**SUPPLIED MATERIAL**

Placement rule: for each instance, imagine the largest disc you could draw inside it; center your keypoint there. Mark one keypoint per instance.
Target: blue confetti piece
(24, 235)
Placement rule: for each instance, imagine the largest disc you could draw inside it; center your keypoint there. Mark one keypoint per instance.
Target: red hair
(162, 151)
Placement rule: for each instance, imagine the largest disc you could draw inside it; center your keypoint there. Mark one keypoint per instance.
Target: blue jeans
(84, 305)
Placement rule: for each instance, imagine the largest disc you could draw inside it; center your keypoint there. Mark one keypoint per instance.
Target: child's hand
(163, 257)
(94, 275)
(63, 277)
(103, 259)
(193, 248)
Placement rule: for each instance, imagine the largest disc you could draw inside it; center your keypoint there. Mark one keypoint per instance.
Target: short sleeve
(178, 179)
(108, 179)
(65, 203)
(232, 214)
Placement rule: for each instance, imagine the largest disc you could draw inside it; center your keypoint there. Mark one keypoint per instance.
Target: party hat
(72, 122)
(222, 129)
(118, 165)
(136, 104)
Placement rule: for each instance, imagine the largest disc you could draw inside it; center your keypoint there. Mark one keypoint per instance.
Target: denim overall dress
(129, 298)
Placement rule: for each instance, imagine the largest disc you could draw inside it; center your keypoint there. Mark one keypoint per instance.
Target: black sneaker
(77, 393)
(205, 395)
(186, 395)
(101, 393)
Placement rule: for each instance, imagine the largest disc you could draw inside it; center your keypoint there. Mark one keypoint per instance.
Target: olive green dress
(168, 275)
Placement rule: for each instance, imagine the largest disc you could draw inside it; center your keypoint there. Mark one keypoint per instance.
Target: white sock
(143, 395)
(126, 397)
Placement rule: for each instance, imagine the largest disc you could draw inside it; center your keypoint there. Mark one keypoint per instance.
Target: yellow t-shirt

**REQUIRED WORK**
From the preceding material, extract every line exactly.

**SOLVED PROBLEM**
Placement rule: for each instance, imagine the largest disc you could draw inside it; center your keypoint there. Mark one keypoint per instance.
Target: blue confetti piece
(24, 235)
Placement rule: for each instance, imagine the largest disc you could draw inside it; center your keypoint there. Mark one keypoint per instance.
Target: red hair
(162, 151)
Placement rule: for each instance, imagine the largest disc you could draw inside it; center your keypoint there. Mark one keypoint per instance.
Target: blue jeans
(84, 305)
Placement rule: for each instance, imagine the largest disc you could draw inside it; center your keypoint there. Mark one keypoint per instance.
Target: child's hand
(163, 257)
(94, 275)
(63, 277)
(103, 259)
(193, 248)
Placement rule: for each instance, imagine the largest disc you could draw inside it; center your keypoint there. Mark one keypoint per instance.
Target: short sleeve
(178, 179)
(108, 179)
(65, 203)
(232, 214)
Placement rule: for each instance, imagine the largest disc you could draw inside it; center your keypoint there. Mark one keypoint per instance.
Target: party hat
(72, 122)
(222, 129)
(118, 165)
(136, 104)
Placement rule: for each instance, imagine the largest disc you could draw inside it; center your keypoint there. Mark one keypoint per instance.
Target: denim overall dress
(129, 298)
Placement rule: for each instance, imagine the largest disc you could draw inside it; center your keypoint there. Mark one keypoint per instance.
Target: black sneaker
(77, 393)
(205, 395)
(186, 395)
(101, 393)
Placement rule: for each instance, imagine the largest disc you could draw inside it; center your keypoint there. Mark one keypoint per instance.
Target: olive green dress
(168, 275)
Placement rule: for each instance, imagine the largest disc you could draw inside it; center your keypoint there. Mark one keypoint per instance.
Target: white sock
(143, 395)
(126, 397)
Placement rule: for each instance, imagine the largest disc you could draw inside it; center your keypoint there. Mark one keypoint per instance.
Target: yellow t-shirt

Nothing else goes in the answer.